(Dataset entries)
☆ ☆ ☆ ☆

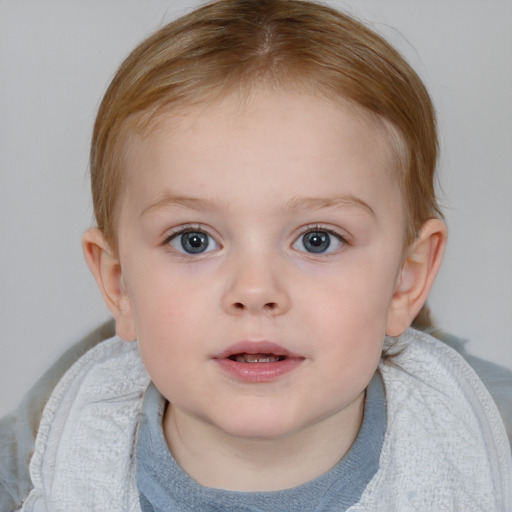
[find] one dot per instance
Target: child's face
(270, 231)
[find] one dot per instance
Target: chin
(258, 427)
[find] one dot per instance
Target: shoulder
(497, 379)
(19, 429)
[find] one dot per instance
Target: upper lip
(256, 347)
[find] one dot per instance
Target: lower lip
(258, 372)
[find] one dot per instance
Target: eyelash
(312, 228)
(192, 228)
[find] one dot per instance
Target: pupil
(316, 241)
(194, 242)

☆ ☆ ☆ ☆

Task instructions
Your answer should consist only of the lines from the one with "Target: upper lip" through the end of the data above, reproduced exactly.

Written answer
Target: upper lip
(256, 347)
[find] one dot per instance
Target: lower lip
(258, 372)
[find] one dot per instance
Target: eyelash
(312, 228)
(192, 228)
[find] one dot per instance
Target: pupil
(316, 241)
(194, 242)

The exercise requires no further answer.